▶ _Provided records_:
§

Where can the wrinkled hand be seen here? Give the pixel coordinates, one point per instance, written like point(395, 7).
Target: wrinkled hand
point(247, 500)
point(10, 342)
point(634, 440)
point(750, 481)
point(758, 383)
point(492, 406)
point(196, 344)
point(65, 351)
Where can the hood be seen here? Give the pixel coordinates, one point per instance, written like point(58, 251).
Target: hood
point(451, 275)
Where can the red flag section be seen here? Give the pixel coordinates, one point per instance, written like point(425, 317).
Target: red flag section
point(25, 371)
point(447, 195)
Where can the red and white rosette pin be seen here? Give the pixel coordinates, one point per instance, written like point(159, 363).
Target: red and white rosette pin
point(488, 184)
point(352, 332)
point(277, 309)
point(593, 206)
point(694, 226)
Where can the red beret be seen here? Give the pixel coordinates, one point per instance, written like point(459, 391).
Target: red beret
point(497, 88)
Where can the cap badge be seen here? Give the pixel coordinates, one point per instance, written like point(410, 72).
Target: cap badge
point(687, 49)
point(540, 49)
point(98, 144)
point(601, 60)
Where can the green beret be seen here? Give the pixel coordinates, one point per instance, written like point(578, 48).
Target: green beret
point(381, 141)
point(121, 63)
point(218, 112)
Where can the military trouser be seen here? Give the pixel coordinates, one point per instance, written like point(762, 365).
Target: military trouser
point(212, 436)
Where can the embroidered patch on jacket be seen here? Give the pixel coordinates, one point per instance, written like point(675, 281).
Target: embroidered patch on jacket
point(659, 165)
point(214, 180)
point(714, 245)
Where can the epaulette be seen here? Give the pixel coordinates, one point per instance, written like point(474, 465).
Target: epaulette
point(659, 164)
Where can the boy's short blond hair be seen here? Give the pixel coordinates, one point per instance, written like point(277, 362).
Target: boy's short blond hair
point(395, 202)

§

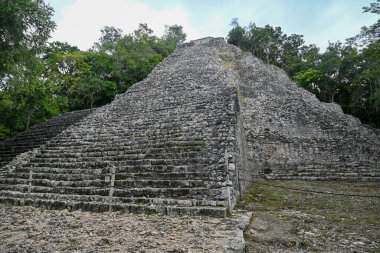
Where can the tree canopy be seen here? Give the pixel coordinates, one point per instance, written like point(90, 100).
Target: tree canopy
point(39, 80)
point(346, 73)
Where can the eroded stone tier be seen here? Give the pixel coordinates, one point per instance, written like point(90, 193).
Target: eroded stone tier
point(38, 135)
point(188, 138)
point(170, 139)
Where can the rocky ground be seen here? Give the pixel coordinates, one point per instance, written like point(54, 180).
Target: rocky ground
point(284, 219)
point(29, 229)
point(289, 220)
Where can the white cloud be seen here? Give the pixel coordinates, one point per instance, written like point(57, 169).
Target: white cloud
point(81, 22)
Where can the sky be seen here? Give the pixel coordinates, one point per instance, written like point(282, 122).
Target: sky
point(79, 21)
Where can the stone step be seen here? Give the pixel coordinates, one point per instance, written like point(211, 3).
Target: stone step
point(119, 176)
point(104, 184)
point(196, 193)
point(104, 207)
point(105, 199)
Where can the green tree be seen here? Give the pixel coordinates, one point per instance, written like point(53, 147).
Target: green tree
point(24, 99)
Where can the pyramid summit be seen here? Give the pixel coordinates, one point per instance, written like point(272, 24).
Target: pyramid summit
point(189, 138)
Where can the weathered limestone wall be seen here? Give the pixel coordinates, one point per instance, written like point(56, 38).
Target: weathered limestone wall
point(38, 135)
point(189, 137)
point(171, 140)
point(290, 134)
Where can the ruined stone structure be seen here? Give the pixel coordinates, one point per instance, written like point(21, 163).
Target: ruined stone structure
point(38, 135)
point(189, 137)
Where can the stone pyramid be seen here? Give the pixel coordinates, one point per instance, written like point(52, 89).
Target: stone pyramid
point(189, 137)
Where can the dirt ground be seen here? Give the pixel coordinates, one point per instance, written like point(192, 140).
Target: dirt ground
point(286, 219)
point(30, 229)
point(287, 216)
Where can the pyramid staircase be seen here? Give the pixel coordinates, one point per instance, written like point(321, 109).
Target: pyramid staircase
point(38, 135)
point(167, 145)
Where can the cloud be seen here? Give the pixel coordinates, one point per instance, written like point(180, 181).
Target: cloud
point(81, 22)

§

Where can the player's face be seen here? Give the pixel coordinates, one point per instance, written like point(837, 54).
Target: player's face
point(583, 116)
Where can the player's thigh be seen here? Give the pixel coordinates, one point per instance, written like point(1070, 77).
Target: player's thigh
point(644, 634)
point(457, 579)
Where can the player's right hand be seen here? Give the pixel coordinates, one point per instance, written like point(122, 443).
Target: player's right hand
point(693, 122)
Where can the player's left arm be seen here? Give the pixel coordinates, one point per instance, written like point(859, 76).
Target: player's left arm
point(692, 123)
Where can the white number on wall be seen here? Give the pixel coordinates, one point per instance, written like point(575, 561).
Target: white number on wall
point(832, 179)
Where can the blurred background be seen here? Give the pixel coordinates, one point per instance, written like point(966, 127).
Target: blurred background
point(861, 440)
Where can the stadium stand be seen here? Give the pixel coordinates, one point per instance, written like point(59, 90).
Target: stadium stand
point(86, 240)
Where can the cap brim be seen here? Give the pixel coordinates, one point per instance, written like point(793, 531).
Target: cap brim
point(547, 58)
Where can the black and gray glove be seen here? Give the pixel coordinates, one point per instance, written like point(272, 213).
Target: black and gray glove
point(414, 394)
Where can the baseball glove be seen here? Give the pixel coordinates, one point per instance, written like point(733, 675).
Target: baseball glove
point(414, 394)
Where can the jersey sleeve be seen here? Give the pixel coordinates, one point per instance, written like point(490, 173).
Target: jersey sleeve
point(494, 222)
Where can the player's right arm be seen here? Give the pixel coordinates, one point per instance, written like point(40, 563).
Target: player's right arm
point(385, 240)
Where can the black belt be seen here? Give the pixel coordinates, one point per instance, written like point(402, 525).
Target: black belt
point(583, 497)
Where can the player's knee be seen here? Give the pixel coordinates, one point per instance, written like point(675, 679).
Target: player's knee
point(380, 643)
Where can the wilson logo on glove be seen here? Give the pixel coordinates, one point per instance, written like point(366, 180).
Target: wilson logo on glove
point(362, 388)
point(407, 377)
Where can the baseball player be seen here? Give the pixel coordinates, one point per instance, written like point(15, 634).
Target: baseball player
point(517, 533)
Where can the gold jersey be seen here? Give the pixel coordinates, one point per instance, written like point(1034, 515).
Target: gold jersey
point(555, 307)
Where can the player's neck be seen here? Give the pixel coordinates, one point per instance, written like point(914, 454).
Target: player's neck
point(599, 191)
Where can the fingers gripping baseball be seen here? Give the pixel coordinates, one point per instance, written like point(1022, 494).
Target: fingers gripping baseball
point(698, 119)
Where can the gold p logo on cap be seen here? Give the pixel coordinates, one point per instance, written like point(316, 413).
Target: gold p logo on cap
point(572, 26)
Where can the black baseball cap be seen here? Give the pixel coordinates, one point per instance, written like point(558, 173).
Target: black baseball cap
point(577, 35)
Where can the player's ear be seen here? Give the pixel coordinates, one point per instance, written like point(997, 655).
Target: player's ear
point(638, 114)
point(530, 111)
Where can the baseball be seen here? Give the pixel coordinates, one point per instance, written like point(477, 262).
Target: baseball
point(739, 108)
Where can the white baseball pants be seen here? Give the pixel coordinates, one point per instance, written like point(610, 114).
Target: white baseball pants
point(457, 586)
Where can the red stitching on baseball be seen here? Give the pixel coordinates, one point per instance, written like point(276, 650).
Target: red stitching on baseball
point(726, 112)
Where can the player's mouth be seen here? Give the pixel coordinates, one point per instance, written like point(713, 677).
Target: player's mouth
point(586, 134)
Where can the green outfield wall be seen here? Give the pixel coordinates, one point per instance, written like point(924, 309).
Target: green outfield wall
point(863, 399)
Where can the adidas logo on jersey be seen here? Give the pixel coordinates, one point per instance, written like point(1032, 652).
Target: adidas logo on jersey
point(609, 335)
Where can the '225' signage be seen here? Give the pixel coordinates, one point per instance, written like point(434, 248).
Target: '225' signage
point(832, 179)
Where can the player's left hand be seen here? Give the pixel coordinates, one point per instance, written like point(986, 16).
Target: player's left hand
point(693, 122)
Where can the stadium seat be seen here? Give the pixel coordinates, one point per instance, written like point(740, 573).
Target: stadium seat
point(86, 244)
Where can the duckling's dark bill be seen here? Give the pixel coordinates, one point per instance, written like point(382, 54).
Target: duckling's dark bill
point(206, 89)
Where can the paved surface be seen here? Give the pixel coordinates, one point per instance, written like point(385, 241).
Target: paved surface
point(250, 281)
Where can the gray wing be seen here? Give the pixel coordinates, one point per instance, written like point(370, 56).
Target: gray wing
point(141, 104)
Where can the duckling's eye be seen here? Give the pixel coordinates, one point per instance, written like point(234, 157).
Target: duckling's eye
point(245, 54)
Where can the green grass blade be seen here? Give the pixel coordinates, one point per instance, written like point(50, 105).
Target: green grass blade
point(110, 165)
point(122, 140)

§

Rewrite as a numbered list the lines of the entries from the one containing "Where can the baseball player" through the one containing "point(698, 119)", including both, and drop any blank lines.

1. Where can the baseball player be seen here? Give the pixel coordinates, one point per instance, written like point(15, 634).
2. Target: baseball player
3. point(517, 533)
4. Where can the gold jersey be seen here? Give the pixel coordinates, one point per instance, written like point(1034, 515).
5. Target: gold jersey
6. point(555, 307)
7. Where can the player's neck be seen here? Give the pixel coordinates, one point per instance, written like point(914, 454).
8. Target: player's neck
9. point(599, 191)
10. Where can the fingers gripping baseball be seen here? Give the pixel coordinates, one point per instance, written like point(1022, 494).
11. Target: fingers gripping baseball
12. point(698, 119)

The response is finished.